_EXTRACT PROVIDED_:
Limit Inferior of Restriction Net is Supremum of Image of Directed Subset
Theorem
Let $L = \struct {S, \vee_1, \wedge_1, \preceq_1}$ and $\struct {T, \vee_2, \wedge_2, \preceq_2}$ be up-complete lattices.
Let $f: S \to T$ be an increasing mapping.
Let $D \subseteq S$ be a directed subset of $S$.
Let $\struct {D, \preceq'}$ be a directed ordered subset of $L$.
Let $f \restriction D: D \to T$, the restriction of mapping, be a net in $T$.
Then $\map \liminf {f \restriction D} = \map \sup {f \sqbrk D}$
Proof
We will prove that
- (lemma): $\forall j \in D: \map {\inf_L} {\paren {f \restriction D} \sqbrk {\map {\preceq'} j} } = \map f j$
Let $j \in D$.

_DATA LISTING_:
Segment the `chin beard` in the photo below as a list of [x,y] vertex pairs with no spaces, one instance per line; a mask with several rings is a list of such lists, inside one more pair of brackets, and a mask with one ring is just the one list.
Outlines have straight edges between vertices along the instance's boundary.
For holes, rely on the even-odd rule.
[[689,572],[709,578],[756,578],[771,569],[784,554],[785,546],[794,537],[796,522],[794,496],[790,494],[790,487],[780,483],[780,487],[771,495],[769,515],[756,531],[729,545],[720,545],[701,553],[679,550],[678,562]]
==
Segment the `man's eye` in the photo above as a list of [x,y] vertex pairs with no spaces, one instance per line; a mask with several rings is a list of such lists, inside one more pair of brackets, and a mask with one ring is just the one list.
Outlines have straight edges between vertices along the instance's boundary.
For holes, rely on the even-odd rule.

_GIVEN EXERCISE A_:
Reproduce the full text on the limit inferior of a restriction net, word for word.
_GIVEN EXERCISE B_:
How many lines of the listing contain the word "instance"? Reply with the count alone.

_FULL SOLUTION A_:
Limit Inferior of Restriction Net is Supremum of Image of Directed Subset
Theorem
Let $L = \struct {S, \vee_1, \wedge_1, \preceq_1}$ and $\struct {T, \vee_2, \wedge_2, \preceq_2}$ be up-complete lattices.
Let $f: S \to T$ be an increasing mapping.
Let $D \subseteq S$ be a directed subset of $S$.
Let $\struct {D, \preceq'}$ be a directed ordered subset of $L$.
Let $f \restriction D: D \to T$, the restriction of mapping, be a net in $T$.
Then $\map \liminf {f \restriction D} = \map \sup {f \sqbrk D}$
Proof
We will prove that
- (lemma): $\forall j \in D: \map {\inf_L} {\paren {f \restriction D} \sqbrk {\map {\preceq'} j} } = \map f j$
Let $j \in D$.

_FULL SOLUTION B_:
4